● **PROBLEM**: Gather every line of the records below that contains the string "tree", matching case exactly, and copy each of those lines.

------------------------------

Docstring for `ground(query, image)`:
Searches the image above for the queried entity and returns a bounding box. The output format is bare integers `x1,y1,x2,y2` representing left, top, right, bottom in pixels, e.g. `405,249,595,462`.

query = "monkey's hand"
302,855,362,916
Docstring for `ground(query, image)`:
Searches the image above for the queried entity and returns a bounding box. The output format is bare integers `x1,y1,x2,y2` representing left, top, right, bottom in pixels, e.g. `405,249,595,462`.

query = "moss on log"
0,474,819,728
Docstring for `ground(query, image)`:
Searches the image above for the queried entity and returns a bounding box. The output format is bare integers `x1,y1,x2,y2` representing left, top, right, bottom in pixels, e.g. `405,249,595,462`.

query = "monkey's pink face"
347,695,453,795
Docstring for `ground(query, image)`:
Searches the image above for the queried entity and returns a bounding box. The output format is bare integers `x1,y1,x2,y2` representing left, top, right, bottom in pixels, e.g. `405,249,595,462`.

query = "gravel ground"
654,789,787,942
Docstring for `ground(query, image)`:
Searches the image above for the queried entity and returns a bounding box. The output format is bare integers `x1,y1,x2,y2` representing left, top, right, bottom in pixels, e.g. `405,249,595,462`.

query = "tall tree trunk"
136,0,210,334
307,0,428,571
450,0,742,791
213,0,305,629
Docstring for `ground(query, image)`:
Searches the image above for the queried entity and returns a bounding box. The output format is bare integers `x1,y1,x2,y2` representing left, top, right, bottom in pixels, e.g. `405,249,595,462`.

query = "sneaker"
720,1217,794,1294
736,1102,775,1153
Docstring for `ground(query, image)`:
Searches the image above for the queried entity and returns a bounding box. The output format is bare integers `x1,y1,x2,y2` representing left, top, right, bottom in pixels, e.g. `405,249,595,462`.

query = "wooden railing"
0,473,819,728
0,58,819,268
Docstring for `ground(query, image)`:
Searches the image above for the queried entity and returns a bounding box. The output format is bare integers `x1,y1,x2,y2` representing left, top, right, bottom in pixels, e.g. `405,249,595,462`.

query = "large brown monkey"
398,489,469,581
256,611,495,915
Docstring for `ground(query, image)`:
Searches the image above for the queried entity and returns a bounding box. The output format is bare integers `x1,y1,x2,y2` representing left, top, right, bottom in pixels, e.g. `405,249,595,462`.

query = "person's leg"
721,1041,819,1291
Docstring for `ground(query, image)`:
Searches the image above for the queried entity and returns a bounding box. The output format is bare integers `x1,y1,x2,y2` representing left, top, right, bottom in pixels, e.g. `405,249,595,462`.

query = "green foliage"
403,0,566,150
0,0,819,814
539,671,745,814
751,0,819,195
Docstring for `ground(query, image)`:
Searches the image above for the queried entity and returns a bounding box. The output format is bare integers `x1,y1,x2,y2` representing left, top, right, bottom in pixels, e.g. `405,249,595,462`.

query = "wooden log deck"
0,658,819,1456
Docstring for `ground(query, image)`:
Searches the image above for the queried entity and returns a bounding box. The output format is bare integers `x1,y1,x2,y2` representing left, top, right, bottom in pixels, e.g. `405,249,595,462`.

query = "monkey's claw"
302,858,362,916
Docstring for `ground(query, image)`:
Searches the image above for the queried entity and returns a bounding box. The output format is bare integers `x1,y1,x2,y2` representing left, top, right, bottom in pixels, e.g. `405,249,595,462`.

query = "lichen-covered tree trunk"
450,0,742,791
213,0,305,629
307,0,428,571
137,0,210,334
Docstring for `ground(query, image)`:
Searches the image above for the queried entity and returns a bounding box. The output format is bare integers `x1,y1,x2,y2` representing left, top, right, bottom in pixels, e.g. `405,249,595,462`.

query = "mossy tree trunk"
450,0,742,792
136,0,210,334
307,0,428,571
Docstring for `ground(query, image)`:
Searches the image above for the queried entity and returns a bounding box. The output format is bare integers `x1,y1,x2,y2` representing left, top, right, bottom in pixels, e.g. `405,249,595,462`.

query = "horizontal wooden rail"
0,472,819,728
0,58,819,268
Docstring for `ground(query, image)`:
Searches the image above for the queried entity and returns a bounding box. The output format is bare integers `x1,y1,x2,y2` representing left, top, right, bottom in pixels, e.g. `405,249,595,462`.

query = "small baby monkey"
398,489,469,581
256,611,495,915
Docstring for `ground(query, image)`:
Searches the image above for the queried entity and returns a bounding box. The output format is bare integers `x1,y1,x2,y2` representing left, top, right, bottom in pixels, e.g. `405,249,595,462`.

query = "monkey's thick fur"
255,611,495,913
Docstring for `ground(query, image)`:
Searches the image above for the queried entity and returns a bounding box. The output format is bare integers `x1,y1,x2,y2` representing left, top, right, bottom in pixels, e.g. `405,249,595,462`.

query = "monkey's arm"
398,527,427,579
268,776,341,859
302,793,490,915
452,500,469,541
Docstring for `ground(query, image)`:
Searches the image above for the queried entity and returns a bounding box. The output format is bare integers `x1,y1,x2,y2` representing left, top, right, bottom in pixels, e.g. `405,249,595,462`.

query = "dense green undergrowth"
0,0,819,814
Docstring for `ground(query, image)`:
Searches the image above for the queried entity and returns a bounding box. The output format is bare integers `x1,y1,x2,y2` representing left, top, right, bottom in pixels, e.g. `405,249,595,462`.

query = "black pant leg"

------------------------------

● **OUTPUT FOR THIS EXERCISE**:
query = "tall tree trunk"
query = "lichen-covered tree trunk"
query = "mossy tree trunk"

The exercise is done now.